Turn the lines from the start of the items through the line containing "x=573, y=22", inclusive, into a numbered list with blank lines omitted. Leave the pictures out of the answer.

| Information provided |

* start *

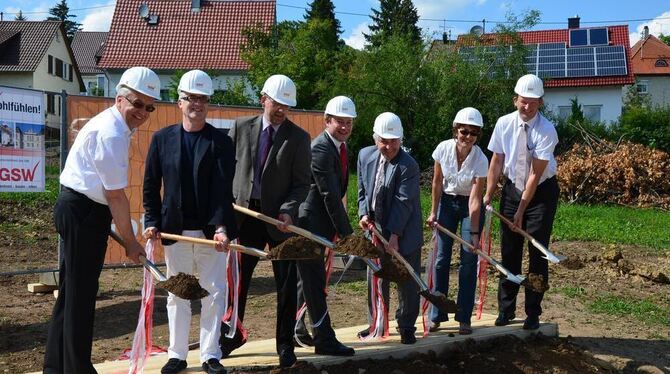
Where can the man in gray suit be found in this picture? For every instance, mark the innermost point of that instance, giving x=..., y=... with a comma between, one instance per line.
x=272, y=176
x=388, y=196
x=324, y=214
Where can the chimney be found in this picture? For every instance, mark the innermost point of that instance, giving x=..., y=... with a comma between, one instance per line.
x=573, y=22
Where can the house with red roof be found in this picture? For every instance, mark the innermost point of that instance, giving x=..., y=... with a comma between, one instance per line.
x=590, y=64
x=182, y=35
x=651, y=67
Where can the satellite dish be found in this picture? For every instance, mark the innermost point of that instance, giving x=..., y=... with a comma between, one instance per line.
x=477, y=30
x=143, y=11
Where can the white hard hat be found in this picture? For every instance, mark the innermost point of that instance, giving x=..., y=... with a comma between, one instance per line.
x=529, y=86
x=196, y=82
x=281, y=89
x=341, y=106
x=388, y=126
x=469, y=116
x=142, y=80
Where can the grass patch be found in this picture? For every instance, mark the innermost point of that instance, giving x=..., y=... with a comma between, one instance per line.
x=642, y=310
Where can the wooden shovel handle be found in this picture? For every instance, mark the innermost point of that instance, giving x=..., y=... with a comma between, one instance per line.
x=236, y=247
x=292, y=228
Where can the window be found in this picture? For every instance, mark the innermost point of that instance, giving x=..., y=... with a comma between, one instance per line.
x=592, y=112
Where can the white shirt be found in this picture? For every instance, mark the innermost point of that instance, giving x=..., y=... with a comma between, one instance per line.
x=542, y=139
x=459, y=182
x=98, y=158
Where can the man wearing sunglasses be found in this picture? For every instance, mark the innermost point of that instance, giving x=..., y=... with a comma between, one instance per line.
x=92, y=194
x=523, y=145
x=194, y=164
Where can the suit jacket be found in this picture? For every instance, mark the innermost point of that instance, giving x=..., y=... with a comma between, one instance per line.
x=323, y=212
x=401, y=202
x=214, y=170
x=286, y=175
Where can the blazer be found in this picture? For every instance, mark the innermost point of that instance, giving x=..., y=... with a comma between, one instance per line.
x=286, y=175
x=323, y=212
x=214, y=170
x=402, y=208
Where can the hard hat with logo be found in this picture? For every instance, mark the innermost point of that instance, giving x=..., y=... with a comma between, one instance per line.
x=469, y=116
x=196, y=82
x=281, y=89
x=530, y=85
x=388, y=126
x=142, y=80
x=341, y=106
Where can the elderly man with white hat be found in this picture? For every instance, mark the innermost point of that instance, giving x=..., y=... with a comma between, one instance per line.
x=523, y=145
x=92, y=194
x=272, y=176
x=193, y=164
x=388, y=197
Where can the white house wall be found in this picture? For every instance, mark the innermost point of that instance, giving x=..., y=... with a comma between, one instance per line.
x=608, y=97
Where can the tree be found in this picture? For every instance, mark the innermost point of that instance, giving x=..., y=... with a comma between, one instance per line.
x=19, y=16
x=325, y=10
x=61, y=12
x=394, y=17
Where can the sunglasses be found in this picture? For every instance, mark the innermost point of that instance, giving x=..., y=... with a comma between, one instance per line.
x=137, y=104
x=465, y=132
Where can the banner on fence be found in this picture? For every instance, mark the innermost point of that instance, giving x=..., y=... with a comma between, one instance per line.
x=21, y=140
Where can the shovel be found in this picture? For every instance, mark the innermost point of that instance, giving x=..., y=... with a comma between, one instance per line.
x=438, y=299
x=547, y=253
x=518, y=279
x=192, y=291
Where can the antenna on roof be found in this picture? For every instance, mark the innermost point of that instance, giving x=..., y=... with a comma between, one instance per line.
x=143, y=11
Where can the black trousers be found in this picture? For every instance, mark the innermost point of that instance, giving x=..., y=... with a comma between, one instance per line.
x=84, y=226
x=538, y=221
x=254, y=234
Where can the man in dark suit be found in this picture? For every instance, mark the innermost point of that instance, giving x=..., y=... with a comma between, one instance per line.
x=324, y=214
x=388, y=196
x=195, y=164
x=272, y=176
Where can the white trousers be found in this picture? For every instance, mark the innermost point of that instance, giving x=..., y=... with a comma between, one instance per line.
x=210, y=266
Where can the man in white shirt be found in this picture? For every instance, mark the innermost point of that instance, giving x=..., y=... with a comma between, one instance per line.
x=93, y=182
x=523, y=145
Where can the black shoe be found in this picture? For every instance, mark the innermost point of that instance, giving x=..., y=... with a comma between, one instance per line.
x=407, y=337
x=213, y=366
x=287, y=357
x=531, y=323
x=334, y=348
x=174, y=366
x=504, y=320
x=304, y=339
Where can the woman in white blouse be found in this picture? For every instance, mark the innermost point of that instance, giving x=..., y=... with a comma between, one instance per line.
x=459, y=180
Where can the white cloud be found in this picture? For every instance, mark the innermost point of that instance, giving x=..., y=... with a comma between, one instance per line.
x=657, y=26
x=356, y=39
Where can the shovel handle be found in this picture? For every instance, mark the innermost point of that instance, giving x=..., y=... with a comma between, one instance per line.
x=397, y=255
x=292, y=228
x=236, y=247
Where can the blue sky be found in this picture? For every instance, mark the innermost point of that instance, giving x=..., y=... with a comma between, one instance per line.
x=455, y=16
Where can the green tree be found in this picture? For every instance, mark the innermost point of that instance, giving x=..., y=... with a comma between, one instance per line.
x=325, y=10
x=19, y=16
x=394, y=17
x=61, y=12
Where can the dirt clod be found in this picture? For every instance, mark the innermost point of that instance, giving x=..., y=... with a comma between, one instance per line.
x=357, y=246
x=296, y=247
x=185, y=286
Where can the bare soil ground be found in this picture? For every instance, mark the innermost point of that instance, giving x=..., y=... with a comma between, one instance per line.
x=600, y=331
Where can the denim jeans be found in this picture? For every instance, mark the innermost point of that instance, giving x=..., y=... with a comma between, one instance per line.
x=455, y=209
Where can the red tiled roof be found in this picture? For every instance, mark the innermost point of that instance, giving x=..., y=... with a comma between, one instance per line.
x=618, y=35
x=209, y=39
x=85, y=46
x=646, y=52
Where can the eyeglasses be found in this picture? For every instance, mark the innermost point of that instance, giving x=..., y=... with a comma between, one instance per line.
x=195, y=99
x=137, y=104
x=465, y=132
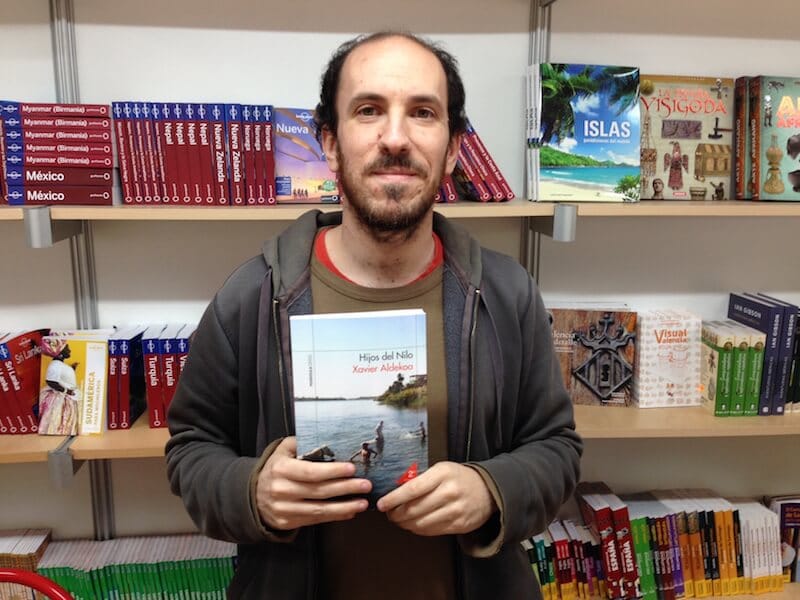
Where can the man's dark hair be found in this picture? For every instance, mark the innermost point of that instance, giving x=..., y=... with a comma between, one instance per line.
x=325, y=116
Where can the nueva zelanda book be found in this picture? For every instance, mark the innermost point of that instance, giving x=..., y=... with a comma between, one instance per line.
x=360, y=392
x=590, y=133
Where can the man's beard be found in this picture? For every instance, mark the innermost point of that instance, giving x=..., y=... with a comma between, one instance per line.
x=397, y=215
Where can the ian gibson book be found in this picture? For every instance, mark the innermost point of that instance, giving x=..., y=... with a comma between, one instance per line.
x=590, y=128
x=361, y=392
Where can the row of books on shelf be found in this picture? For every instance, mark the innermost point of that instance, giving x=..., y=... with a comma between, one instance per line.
x=610, y=133
x=183, y=153
x=178, y=566
x=85, y=382
x=745, y=365
x=667, y=544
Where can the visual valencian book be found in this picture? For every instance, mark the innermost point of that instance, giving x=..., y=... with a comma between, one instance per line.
x=360, y=392
x=589, y=132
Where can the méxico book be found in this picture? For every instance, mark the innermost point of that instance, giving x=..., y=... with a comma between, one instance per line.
x=589, y=131
x=687, y=137
x=360, y=392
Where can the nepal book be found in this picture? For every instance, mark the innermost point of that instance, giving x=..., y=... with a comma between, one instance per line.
x=589, y=133
x=686, y=137
x=596, y=350
x=360, y=389
x=774, y=127
x=301, y=170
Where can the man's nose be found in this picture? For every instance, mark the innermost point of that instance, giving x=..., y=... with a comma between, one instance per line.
x=394, y=134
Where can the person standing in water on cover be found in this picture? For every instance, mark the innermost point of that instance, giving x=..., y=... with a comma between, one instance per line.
x=502, y=447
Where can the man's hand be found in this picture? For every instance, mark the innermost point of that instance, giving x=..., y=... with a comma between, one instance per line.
x=292, y=493
x=448, y=498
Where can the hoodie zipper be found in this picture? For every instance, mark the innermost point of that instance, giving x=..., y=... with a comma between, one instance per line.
x=471, y=402
x=279, y=352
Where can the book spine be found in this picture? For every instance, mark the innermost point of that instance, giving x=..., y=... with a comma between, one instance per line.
x=151, y=156
x=141, y=152
x=487, y=158
x=233, y=125
x=182, y=154
x=768, y=320
x=258, y=155
x=220, y=166
x=133, y=151
x=153, y=380
x=269, y=155
x=248, y=156
x=754, y=120
x=70, y=110
x=193, y=153
x=206, y=155
x=741, y=139
x=67, y=176
x=123, y=154
x=57, y=194
x=159, y=152
x=112, y=397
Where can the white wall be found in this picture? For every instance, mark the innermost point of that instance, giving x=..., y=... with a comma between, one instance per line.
x=274, y=51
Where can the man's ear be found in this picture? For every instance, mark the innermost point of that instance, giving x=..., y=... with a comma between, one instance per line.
x=329, y=147
x=452, y=152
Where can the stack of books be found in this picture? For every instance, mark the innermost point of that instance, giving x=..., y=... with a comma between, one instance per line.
x=55, y=153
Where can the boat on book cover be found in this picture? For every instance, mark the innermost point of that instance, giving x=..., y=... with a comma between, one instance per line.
x=360, y=392
x=589, y=133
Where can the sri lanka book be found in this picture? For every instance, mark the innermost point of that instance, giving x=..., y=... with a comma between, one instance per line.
x=589, y=124
x=360, y=386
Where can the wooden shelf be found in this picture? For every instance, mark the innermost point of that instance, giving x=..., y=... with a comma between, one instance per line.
x=616, y=422
x=10, y=213
x=689, y=208
x=27, y=448
x=282, y=212
x=137, y=442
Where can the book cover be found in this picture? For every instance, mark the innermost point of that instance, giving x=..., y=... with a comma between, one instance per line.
x=301, y=171
x=687, y=137
x=667, y=361
x=775, y=135
x=596, y=352
x=766, y=318
x=72, y=395
x=360, y=392
x=590, y=133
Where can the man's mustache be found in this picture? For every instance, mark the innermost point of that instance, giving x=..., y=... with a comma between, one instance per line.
x=392, y=161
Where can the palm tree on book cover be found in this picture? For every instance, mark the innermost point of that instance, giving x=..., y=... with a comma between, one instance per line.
x=559, y=87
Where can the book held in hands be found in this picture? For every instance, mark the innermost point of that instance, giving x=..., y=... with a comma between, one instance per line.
x=360, y=392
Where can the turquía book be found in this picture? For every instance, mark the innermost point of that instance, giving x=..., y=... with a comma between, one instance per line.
x=360, y=392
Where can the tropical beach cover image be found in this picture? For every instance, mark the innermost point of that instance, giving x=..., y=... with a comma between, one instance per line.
x=360, y=392
x=590, y=128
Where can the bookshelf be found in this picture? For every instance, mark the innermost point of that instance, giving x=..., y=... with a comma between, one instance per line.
x=490, y=41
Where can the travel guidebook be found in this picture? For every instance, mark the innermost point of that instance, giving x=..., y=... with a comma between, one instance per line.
x=589, y=123
x=360, y=392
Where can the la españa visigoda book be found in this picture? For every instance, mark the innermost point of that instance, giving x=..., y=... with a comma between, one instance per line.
x=361, y=391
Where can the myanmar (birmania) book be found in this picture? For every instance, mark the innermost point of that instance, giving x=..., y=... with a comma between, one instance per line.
x=589, y=125
x=687, y=137
x=360, y=387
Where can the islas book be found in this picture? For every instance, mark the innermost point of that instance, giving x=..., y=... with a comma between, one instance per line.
x=360, y=388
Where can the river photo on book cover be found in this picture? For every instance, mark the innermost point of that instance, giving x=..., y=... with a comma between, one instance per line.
x=360, y=392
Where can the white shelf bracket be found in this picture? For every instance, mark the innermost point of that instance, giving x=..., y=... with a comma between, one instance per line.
x=60, y=465
x=42, y=232
x=561, y=226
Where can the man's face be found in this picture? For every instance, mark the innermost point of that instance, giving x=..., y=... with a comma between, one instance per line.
x=392, y=146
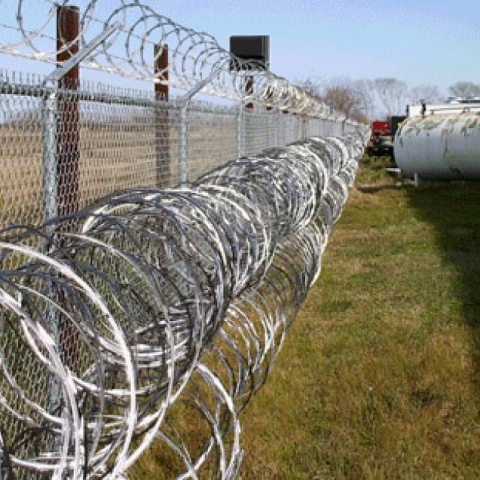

* end *

| Final result |
1. Where can the man in gray suit be found in this picture? For every instance, mark the innermost point of that instance, giving x=..., y=... with a comma between, one instance per line.
2. x=272, y=176
3. x=388, y=196
4. x=324, y=214
5. Where can the chimney be found in this picture? For every instance, mark the innermost point of that instance, giving x=..., y=... with a comma between, one instance per line.
6. x=573, y=22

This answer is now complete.